本文抜粋:
——————

スポーツライター玉木正之氏の知的誠実さを問う

日本のサッカーカルチャーについてさまざま論じていきたいと思っています。

タグ:本田圭佑

 先ごろ亡くなったプロレスラー、アントニオ猪木は最初から「元気ですかー!元気があれば何でもできる!」や「1、2、3、ダー!」の人ではなかった。

 昔、アントニオ猪木のモノマネの定番の台詞といえば、アゴを突き出しての「何だ!コノヤロー!」だった。

 それが証拠に……。プロレス・ブームの1983年に『激突!馬場派vs猪木派』という本が出ているが、この本の表紙に書かれてあるアントニオ猪木の言葉は、やはりこの「コノヤロー!!」である(次のリンク先を参照)。

激突!馬場派VS猪木派
群雄社出版
1983-01T


 「元気ですかー!元気があれば何でもできる!」や「1、2、3、ダー!」は、アントニオ猪木が「ネタキャラ化」した、キャリアの後半以降の文言である。


【アントニオ猪木「こうして〈1、2、3、ダー!〉は完成した」】

 * * *

 さて、キャリアの後半に「ネタキャラ化」した日本のスポーツ関係者といえば、もうひとり、日本野球界の「ミスター」こと長嶋茂雄がいる。

玉木正之「遠藤忠~長嶋茂雄ヘルメット飛ばす」日経20210301
【遠藤忠撮影「長嶋茂雄、ヘルメット飛ばす」】

 長嶋茂雄が「ネタキャラ化」したキッカケは、ひとつには、驚異的な売り上げを記録して出版界では語り草になっているスポーツ誌「文春ナンバー」通巻第10号、1980年8月の長嶋茂雄特集「SOS! 長島茂雄へラブコールを!」である。
  • 参照:Sports Graphic Number 10号「SOS! 長島茂雄へラブコールを!」(1980年8月20日発売)https://number.bunshun.jp/articles/-/60
 もうひとつのキッカケが、スポーツライター・玉木正之による啓蒙(≒洗脳?)である。

——————

資料一覧:
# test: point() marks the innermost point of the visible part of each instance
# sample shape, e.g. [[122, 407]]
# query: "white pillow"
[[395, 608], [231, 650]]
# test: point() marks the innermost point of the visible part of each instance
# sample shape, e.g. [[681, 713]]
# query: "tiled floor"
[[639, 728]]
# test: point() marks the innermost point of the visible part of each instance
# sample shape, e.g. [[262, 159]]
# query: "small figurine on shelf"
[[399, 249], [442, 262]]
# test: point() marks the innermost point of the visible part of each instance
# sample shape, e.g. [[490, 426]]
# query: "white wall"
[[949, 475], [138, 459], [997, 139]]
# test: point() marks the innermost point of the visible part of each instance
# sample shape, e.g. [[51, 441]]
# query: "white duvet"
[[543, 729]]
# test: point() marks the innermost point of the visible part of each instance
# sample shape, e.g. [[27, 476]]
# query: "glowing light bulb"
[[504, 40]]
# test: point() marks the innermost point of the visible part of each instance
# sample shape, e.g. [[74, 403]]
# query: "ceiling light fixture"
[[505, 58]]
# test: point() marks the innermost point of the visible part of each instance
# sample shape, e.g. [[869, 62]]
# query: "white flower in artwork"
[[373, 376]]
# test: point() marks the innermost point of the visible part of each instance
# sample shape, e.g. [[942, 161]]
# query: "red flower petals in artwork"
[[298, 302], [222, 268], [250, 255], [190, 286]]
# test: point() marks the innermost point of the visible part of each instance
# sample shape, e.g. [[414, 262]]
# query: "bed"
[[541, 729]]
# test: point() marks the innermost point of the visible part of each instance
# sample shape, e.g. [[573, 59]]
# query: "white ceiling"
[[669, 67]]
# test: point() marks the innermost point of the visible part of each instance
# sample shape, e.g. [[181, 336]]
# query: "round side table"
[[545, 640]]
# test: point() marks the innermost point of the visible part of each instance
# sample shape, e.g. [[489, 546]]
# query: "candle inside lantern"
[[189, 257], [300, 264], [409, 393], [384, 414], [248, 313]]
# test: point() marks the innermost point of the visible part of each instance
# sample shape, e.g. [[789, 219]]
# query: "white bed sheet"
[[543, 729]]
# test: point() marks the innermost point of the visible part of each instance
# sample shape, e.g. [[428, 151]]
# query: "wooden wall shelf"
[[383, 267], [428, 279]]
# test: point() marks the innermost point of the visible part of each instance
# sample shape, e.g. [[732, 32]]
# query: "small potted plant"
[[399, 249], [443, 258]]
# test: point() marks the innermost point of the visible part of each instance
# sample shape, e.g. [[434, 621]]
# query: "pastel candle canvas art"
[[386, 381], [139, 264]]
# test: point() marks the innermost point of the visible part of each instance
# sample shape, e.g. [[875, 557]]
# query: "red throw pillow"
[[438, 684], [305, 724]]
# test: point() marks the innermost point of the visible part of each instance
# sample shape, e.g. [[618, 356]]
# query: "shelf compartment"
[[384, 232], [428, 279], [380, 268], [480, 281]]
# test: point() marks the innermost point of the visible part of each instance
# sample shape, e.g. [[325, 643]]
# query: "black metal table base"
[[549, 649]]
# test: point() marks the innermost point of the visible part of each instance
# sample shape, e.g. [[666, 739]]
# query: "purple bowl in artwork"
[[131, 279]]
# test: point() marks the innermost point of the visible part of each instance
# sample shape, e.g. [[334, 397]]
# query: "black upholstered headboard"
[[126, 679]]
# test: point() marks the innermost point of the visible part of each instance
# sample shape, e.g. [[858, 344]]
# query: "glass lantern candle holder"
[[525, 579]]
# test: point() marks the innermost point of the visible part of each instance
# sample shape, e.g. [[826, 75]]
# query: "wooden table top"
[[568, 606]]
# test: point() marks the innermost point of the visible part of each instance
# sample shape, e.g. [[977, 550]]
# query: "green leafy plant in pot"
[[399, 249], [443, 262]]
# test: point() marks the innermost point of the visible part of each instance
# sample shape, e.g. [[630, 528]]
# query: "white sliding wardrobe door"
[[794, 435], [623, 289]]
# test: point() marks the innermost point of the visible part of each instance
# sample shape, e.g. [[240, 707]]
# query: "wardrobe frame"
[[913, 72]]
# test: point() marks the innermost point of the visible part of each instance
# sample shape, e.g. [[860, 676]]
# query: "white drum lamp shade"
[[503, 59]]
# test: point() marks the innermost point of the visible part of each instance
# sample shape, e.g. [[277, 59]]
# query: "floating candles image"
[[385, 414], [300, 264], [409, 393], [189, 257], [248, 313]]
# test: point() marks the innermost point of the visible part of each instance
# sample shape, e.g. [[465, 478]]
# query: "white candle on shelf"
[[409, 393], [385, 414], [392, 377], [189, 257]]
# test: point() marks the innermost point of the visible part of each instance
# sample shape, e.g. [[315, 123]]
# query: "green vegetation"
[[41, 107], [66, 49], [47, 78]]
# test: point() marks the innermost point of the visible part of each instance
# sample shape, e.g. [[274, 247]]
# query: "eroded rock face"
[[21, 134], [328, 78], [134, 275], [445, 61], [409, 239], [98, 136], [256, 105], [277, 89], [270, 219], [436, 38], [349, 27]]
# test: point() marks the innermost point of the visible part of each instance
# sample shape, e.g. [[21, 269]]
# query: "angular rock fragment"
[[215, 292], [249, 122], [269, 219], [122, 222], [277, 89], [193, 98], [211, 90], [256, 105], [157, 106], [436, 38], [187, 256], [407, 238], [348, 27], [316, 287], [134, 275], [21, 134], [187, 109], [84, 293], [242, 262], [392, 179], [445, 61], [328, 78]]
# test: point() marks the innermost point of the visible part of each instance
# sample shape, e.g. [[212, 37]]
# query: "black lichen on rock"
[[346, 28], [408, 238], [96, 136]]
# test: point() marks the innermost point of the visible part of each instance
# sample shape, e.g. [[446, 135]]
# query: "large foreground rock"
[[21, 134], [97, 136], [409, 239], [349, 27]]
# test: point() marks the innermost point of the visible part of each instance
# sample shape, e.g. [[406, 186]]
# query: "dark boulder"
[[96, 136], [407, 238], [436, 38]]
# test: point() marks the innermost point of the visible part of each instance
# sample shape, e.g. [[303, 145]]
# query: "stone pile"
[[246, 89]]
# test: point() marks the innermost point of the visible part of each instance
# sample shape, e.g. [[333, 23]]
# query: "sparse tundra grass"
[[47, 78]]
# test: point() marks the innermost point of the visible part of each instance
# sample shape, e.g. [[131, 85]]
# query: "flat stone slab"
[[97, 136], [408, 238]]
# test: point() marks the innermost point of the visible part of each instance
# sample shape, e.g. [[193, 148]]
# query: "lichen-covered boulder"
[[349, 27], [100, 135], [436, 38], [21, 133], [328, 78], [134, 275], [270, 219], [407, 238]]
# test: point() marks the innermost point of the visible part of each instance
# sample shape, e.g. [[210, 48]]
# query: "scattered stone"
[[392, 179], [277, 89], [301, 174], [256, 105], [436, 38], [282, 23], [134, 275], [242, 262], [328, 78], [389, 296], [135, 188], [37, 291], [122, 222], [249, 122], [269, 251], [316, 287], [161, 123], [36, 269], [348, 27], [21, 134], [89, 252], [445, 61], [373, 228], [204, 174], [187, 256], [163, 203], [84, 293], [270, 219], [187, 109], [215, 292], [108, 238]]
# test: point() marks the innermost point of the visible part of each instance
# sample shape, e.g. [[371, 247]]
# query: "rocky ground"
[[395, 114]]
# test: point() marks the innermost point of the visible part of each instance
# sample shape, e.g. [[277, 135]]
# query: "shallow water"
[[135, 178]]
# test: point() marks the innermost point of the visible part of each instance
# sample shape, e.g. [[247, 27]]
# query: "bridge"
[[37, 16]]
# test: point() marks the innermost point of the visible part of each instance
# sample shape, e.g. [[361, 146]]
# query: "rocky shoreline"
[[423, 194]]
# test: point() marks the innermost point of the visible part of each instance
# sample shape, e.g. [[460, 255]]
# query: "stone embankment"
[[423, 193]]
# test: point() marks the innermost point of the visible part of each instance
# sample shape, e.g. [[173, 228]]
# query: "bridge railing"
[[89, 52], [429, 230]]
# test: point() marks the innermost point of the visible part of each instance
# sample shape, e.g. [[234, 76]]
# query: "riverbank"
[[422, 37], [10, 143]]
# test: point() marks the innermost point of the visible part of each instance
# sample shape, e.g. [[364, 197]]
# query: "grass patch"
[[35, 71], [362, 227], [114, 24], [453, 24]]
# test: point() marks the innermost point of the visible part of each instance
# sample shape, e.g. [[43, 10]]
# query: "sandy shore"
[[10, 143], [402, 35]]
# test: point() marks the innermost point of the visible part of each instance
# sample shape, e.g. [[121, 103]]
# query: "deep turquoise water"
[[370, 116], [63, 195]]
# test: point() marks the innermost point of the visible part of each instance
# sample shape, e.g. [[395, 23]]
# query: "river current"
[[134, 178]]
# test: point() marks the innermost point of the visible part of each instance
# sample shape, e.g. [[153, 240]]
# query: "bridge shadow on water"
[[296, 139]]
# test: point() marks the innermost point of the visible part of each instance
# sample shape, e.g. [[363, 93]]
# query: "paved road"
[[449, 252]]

——————

課題:
長嶋茂雄の「ネタキャラ化」を扱った本文抜粋を、最後の文の直後から書き継いでください。 この資料はここでは使用しない。

解答:
 * * *

 他のメディアやライターはともかく、玉木正之による長嶋茂雄のキャラ付けには明確な目的があった。それは「〈チマチマして抑圧的な日本野球〉を批判すること」、歪んだ日本のスポーツのアンチテーゼだった。

定本・長嶋茂雄 (文春文庫)
玉木 正之
文藝春秋
1993-03-01




 当時は「浪人中」「充電期間」だった長嶋茂雄だが、日本のプロ野球界に復帰すれば「チマチマして抑圧的な日本野球」を打破してくれる。そんな期待感を玉木正之は煽った。

 果たして、長嶋茂雄は1993年、古巣の読売ジャイアンツ(巨人軍)の監督として復帰した。2001年まで9シーズン、第2次長嶋政権である。

 もっとも、藤島大氏が「〈日本のスポーツは歪んでいる〉と批判している人も実は歪んでいる」と玉木正之を揶揄したように、玉木正之が期待をかけたスポーツ関係者=歪んだ日本のスポーツのアンチテーゼというのは、たいてい「失敗」している。

 サッカー日本代表=ジーコ・ジャパン(2002年~2006年)がそうだった(次のリンク先を参照)。
  • 参照:藤島大「ジーコのせいだ」(2006年7月27日)https://www.suzukirugby.com/column/column984
 日本の「ミスターラグビー」こと平尾誠二(故人)もそうだった(次のリンク先を参照)。
  • 参照:「スポーツ」と「遊び」の区別がつかない玉木正之氏(2021年02月10日)https://gazinsai.blog.jp/archives/43032155.html
 断っておくが、これらは単なる勝ち負けの問題ではなく「スポーツ」の実践として「失敗」なのである。

 * * *

 それでは、第2次政権時代の長嶋巨人軍は如何?

 何度かセ・リーグの公式戦や日本シリーズで優勝しているが、連覇はしていない。この点は、後任の原辰徳の実績に劣っている。

 毎年のように大型補強をするが、それはいわば大艦巨砲主義であり、「チマチマして抑圧的な日本野球」を打破するプレーぶりだったかどうかは怪しい。長嶋茂雄の采配の拙さもあって、優勝を逃したり、シーズンで苦戦することがよくあった。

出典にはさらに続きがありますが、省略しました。